• **Requirement**
Please repeat only the lines below starting at the line that holds "point | a marker on each instance of the flowering" and ending at the line that holds "target | road", exactly, with both of those lines included and every picture omitted.

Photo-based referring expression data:
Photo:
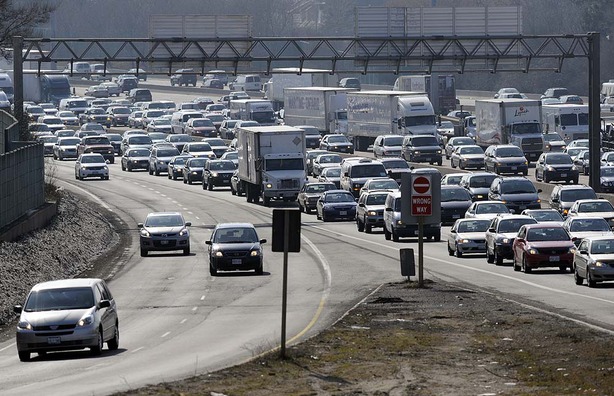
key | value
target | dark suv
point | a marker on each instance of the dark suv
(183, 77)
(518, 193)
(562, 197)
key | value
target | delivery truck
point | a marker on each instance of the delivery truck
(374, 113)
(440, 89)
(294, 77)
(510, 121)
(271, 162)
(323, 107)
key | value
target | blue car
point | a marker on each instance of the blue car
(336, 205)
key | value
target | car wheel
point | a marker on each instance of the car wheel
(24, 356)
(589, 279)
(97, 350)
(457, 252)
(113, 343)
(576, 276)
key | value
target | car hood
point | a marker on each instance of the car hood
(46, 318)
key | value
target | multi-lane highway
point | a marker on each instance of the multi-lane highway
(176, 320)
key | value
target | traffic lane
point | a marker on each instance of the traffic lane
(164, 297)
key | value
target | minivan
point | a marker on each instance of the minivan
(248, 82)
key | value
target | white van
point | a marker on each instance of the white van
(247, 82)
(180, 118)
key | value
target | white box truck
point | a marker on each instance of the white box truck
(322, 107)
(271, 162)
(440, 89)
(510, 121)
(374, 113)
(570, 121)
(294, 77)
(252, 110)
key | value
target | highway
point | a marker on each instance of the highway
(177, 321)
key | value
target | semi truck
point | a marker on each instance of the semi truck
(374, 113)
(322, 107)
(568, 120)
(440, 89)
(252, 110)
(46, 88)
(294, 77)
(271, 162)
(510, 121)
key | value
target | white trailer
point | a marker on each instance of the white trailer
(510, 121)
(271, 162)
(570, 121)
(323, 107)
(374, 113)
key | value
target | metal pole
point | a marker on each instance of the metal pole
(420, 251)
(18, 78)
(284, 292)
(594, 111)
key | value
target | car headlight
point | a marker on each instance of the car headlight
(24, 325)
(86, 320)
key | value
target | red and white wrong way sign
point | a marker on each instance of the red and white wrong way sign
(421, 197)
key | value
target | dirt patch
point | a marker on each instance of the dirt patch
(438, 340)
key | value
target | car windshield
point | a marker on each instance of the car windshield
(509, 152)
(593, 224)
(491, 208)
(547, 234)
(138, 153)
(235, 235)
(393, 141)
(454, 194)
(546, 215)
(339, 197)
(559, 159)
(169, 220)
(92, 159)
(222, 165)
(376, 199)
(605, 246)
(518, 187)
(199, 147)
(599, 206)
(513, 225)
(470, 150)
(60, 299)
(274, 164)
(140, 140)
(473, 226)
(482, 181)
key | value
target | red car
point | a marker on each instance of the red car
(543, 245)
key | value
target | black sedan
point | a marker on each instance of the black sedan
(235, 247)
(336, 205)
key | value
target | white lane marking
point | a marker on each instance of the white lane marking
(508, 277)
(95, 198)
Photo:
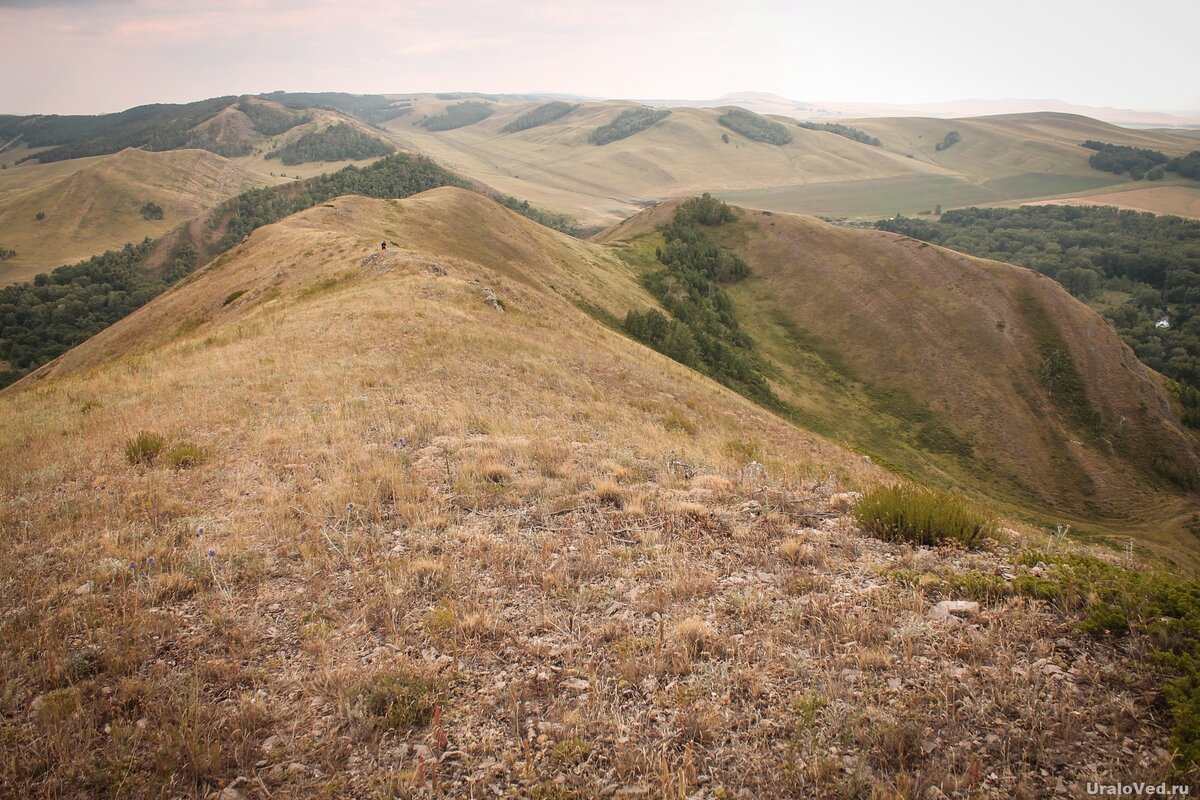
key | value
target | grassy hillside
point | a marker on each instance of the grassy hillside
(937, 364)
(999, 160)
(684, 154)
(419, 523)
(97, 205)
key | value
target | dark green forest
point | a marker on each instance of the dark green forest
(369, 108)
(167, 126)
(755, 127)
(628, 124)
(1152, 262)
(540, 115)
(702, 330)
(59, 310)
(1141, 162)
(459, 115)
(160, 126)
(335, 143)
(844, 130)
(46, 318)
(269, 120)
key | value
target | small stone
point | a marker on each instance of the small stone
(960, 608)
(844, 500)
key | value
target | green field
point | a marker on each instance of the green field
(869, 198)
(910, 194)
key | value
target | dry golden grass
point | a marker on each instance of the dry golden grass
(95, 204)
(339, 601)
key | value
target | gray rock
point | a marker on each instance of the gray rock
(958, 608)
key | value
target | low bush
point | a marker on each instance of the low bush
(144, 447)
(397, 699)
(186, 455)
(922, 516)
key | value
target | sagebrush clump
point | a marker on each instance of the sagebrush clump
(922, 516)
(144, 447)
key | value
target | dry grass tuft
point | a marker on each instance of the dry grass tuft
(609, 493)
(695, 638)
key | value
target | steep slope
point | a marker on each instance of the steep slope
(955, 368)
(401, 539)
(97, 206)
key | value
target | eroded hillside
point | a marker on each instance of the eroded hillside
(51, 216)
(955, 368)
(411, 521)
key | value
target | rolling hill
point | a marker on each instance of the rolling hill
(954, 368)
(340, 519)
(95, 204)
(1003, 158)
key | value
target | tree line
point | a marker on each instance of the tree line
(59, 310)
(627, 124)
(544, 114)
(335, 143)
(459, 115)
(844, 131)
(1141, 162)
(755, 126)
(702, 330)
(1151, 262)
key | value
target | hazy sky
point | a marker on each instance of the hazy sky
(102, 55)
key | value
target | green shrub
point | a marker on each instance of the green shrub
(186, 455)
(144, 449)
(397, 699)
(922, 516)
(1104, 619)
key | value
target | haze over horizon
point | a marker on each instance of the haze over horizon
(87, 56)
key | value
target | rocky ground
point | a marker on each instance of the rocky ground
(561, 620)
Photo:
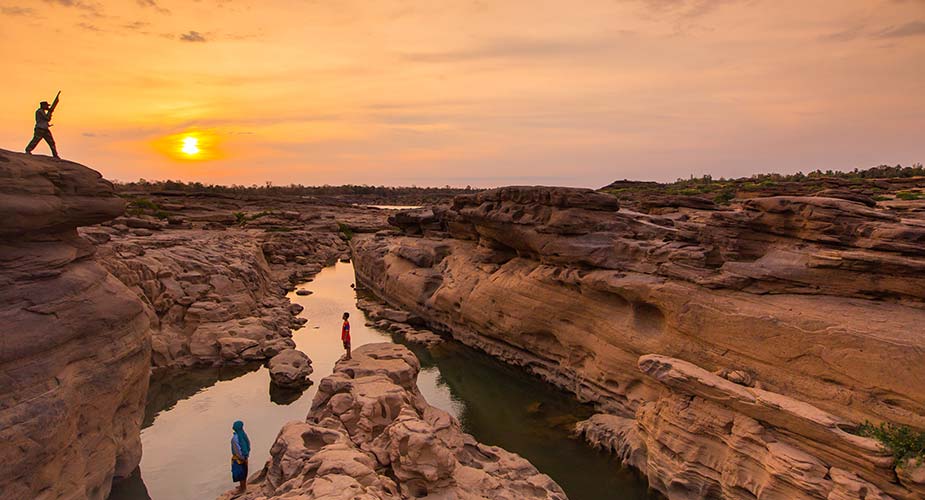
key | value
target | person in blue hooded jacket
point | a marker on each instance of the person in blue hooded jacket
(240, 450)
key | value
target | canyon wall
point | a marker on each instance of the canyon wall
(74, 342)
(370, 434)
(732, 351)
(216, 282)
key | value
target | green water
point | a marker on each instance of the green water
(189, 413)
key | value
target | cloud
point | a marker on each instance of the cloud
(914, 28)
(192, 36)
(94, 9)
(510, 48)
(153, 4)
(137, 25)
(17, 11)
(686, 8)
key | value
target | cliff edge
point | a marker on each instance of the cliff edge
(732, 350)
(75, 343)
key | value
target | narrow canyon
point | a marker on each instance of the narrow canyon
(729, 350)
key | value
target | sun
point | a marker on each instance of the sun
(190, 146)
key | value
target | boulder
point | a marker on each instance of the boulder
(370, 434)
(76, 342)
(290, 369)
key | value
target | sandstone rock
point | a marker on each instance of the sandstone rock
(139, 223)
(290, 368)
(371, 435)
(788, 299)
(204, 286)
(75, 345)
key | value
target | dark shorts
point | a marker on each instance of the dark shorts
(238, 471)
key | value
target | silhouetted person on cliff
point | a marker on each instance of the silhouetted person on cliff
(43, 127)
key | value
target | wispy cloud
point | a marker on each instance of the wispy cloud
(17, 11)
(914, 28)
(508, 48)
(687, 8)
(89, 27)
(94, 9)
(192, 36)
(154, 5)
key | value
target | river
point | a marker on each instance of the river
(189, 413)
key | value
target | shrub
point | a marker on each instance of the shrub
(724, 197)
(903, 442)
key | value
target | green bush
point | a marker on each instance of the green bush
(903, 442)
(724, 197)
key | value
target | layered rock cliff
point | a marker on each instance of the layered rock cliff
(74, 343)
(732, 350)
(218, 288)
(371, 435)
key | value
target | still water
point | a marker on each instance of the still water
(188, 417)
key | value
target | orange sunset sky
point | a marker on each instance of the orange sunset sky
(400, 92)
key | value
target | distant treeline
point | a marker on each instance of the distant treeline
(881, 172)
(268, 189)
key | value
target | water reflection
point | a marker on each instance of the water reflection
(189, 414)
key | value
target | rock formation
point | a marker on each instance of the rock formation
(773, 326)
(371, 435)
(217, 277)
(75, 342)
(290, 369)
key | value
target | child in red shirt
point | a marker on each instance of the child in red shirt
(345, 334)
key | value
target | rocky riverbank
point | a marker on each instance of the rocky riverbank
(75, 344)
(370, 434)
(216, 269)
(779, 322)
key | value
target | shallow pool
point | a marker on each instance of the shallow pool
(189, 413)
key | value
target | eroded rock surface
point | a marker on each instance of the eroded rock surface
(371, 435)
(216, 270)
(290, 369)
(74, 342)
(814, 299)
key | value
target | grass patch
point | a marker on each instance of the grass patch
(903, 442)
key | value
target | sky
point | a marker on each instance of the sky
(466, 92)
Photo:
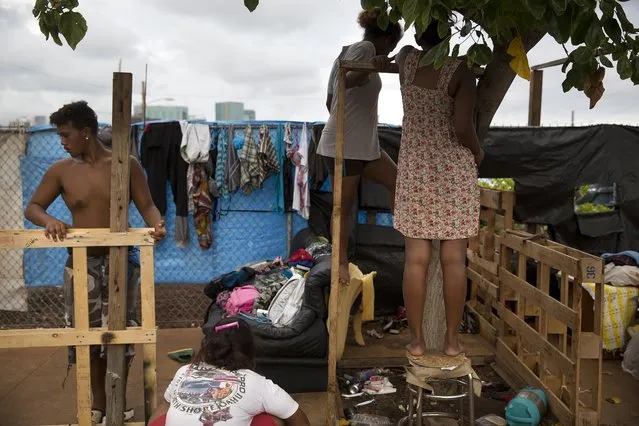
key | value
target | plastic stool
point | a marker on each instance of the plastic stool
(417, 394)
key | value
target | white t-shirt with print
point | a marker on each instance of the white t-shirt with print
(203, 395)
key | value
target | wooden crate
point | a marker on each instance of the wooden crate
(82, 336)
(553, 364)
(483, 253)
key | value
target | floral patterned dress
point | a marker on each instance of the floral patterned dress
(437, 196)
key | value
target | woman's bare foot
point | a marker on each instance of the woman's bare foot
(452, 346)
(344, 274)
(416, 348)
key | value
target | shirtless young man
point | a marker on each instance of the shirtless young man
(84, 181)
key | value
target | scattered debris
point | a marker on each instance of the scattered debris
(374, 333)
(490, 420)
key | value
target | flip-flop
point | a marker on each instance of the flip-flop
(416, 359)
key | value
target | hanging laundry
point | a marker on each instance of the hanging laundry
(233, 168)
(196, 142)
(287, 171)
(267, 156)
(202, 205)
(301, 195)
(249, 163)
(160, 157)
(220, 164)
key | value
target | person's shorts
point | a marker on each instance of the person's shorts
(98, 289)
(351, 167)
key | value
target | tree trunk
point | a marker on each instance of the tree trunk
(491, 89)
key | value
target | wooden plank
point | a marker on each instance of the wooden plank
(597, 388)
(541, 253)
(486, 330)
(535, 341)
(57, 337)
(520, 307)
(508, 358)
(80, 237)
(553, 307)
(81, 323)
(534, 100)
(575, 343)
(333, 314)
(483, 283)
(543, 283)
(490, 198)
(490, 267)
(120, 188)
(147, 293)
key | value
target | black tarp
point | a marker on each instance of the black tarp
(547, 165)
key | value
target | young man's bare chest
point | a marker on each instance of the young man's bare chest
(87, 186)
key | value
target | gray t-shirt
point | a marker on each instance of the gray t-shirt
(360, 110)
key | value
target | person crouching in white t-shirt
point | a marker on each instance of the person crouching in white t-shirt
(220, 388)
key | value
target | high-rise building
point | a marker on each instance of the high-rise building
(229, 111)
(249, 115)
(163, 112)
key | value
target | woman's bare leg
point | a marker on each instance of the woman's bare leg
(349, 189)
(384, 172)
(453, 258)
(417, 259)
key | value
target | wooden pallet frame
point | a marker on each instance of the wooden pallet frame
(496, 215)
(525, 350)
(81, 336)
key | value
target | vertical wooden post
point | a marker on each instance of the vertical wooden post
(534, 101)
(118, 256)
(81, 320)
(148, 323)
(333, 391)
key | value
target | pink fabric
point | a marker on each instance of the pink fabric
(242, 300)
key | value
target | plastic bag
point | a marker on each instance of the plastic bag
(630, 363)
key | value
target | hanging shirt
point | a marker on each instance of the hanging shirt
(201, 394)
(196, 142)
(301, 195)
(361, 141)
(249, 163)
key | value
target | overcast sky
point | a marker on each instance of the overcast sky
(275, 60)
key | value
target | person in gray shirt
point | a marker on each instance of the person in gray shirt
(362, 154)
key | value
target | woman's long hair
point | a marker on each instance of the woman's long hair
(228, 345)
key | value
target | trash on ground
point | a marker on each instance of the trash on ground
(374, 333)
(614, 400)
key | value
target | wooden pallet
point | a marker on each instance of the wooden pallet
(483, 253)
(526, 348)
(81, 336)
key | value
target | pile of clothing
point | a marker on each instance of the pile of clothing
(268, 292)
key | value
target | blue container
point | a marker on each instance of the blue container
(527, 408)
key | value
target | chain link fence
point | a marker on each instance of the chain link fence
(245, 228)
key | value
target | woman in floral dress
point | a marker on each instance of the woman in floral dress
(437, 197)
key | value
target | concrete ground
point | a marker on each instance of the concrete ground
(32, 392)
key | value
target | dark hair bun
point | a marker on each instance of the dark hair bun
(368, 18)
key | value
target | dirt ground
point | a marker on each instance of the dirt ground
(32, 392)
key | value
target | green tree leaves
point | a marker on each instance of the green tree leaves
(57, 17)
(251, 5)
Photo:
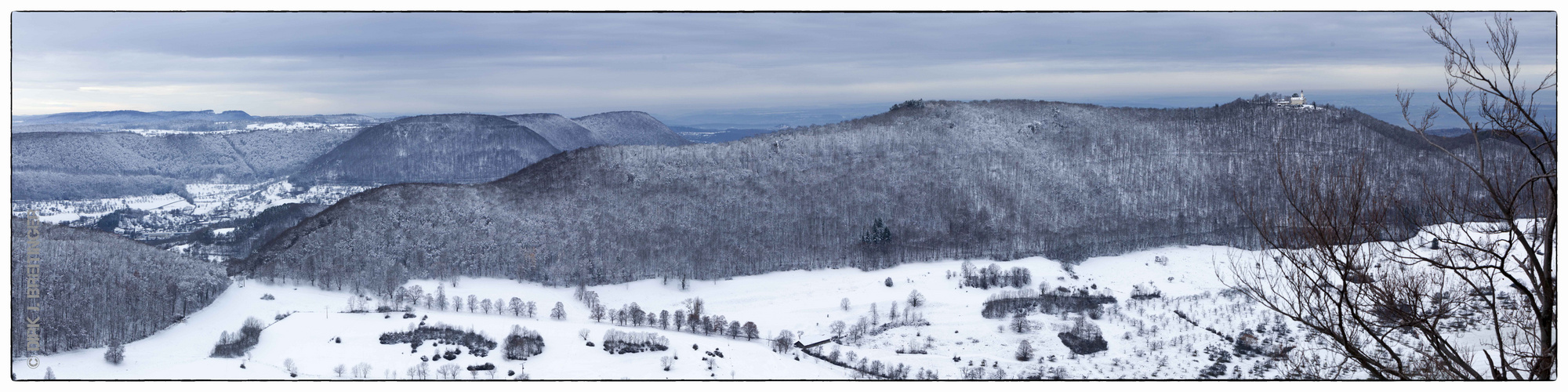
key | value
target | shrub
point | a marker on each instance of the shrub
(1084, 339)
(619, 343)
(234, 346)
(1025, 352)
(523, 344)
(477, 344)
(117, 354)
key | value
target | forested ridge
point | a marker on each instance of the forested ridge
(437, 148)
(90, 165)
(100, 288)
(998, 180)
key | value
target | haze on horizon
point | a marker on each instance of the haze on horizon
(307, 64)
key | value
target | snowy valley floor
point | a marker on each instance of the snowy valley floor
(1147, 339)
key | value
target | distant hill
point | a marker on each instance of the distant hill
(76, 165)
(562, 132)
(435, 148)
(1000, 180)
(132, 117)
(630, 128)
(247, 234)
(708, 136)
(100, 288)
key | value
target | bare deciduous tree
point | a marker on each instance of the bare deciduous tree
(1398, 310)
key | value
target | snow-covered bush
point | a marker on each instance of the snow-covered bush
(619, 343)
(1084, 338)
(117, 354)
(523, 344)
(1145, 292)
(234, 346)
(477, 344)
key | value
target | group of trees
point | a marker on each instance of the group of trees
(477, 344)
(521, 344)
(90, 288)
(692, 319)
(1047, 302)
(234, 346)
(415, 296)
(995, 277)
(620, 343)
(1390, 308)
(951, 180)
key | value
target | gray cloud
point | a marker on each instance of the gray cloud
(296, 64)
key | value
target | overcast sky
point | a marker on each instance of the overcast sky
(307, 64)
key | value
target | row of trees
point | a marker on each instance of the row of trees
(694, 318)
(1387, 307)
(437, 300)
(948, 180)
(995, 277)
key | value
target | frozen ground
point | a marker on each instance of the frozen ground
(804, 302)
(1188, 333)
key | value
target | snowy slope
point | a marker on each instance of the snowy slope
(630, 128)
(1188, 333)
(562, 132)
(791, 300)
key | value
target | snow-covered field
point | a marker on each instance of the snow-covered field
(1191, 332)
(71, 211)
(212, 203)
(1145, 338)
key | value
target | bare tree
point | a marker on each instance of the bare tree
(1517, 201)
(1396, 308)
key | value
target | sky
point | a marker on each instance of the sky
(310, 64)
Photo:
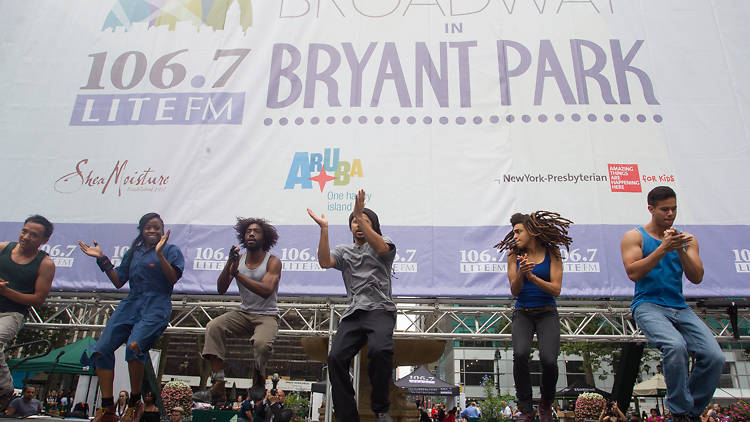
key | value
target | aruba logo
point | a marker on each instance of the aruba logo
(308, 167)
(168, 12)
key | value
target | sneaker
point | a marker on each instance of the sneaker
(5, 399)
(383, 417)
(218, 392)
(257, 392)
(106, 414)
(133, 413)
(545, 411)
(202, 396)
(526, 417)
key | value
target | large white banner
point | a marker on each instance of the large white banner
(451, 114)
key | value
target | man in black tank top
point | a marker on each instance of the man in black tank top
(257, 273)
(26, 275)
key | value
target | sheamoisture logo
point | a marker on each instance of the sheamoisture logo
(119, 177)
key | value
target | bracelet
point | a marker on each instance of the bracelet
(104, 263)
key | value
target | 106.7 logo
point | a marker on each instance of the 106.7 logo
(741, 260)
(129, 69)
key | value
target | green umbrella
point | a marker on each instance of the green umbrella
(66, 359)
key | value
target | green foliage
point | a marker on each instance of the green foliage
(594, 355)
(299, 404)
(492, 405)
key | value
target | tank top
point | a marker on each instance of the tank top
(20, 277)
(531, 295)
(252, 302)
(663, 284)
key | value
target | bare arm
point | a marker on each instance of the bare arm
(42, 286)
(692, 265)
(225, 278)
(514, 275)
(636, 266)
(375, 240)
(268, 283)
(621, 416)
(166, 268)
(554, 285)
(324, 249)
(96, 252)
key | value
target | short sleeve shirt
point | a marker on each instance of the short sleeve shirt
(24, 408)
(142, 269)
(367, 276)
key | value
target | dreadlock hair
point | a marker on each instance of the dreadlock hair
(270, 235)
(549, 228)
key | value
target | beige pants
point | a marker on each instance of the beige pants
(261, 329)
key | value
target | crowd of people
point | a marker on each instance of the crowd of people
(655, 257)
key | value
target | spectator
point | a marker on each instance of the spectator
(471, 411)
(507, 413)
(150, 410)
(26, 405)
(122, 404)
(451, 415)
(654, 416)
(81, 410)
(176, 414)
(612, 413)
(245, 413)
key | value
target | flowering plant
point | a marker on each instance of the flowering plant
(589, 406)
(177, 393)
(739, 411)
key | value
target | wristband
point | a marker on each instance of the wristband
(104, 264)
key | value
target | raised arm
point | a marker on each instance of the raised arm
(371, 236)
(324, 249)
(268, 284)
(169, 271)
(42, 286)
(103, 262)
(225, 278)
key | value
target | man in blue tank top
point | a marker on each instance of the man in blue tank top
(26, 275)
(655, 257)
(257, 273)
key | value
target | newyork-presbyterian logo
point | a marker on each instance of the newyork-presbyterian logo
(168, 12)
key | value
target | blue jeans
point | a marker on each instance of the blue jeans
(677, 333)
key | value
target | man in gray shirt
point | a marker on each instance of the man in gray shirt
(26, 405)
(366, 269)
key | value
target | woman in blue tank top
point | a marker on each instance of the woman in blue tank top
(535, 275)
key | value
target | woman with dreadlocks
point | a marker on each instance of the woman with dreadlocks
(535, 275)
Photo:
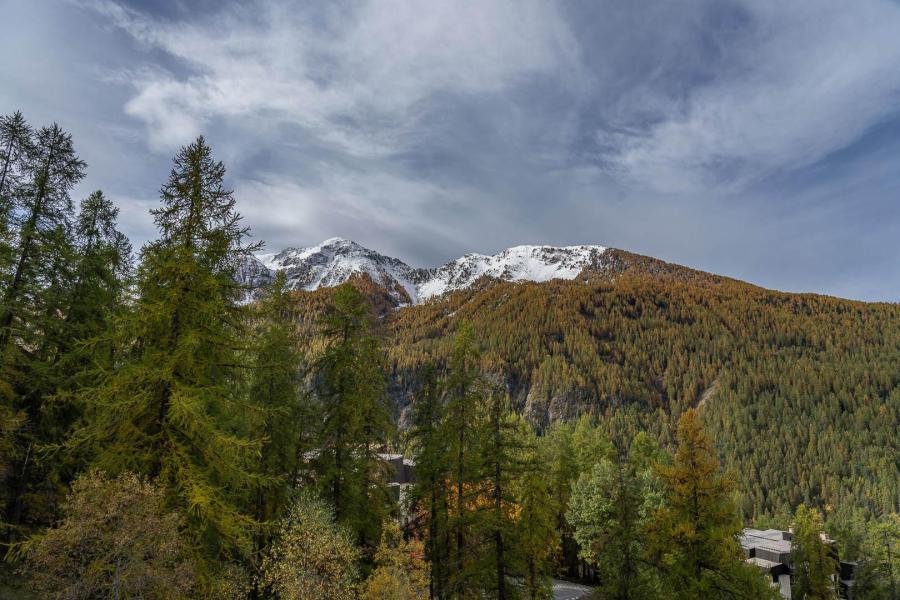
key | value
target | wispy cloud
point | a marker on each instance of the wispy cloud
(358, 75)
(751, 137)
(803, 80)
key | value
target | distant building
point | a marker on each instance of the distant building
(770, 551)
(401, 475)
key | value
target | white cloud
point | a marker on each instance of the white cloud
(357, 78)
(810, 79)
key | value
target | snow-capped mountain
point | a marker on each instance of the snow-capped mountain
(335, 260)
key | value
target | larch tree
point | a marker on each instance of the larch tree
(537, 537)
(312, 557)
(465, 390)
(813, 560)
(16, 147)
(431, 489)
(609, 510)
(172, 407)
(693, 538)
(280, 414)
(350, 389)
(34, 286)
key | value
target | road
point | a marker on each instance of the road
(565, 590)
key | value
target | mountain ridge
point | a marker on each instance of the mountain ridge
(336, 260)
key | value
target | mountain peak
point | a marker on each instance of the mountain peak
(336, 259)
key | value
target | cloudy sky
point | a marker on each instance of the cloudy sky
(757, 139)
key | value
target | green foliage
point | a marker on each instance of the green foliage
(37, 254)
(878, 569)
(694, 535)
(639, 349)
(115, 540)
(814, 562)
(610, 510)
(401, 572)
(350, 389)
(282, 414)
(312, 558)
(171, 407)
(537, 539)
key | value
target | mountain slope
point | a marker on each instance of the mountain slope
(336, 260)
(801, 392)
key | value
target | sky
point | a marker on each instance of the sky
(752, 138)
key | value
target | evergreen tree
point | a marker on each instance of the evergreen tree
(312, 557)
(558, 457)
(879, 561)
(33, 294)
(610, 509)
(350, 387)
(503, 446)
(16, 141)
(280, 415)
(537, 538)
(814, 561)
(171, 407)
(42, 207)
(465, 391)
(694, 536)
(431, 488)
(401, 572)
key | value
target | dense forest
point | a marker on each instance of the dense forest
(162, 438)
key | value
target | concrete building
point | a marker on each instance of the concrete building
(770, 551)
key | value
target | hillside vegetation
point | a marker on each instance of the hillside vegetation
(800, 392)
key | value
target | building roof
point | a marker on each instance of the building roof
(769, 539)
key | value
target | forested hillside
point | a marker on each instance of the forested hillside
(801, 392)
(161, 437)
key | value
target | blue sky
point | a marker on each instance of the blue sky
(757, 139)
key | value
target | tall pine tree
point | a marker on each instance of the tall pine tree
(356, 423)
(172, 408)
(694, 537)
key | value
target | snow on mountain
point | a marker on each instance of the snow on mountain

• **Exercise result**
point | a marker on each instance of the flowering plant
(589, 406)
(177, 393)
(739, 411)
key | value
target | wristband
point | a marker on each instance of the wristband
(104, 264)
key | value
target | raised arm
point | a marker on each instance of the raised arm
(371, 236)
(324, 249)
(268, 284)
(169, 271)
(42, 286)
(103, 262)
(225, 278)
key | value
target | man in blue tank top
point | a marker on each instance of the man in blue tank top
(26, 275)
(655, 257)
(257, 273)
key | value
target | newyork-presbyterian logo
point | a marker on each instance of the newyork-presbyterian logo
(168, 12)
key | value
target | blue jeans
point | a marker on each instance of the blue jeans
(677, 333)
key | value
target | man in gray shirt
point | a marker on each instance of the man in gray shirt
(26, 405)
(366, 269)
key | value
target | woman in blue tank top
point | a marker on each instance of the woman in blue tank top
(535, 275)
key | value
target | woman with dreadlocks
point | a marker on each instance of the woman with dreadlocks
(535, 275)
Photo:
key | value
target | wispy cloud
point | a marker on each instance of the wispy cloud
(358, 75)
(751, 137)
(803, 80)
key | value
target | distant building
point | a marker on each instance of the distant building
(770, 551)
(401, 475)
key | value
target | white cloud
point | a marker on each instance of the white cloud
(357, 78)
(810, 79)
key | value
target | snow-capped mountain
point | a marker on each instance of the snow-capped mountain
(335, 260)
key | value
target | larch tree
point | a marker on each instance of the larch tree
(537, 537)
(312, 557)
(465, 390)
(813, 560)
(16, 147)
(431, 489)
(609, 510)
(172, 407)
(693, 538)
(280, 414)
(350, 389)
(34, 286)
key | value
target | road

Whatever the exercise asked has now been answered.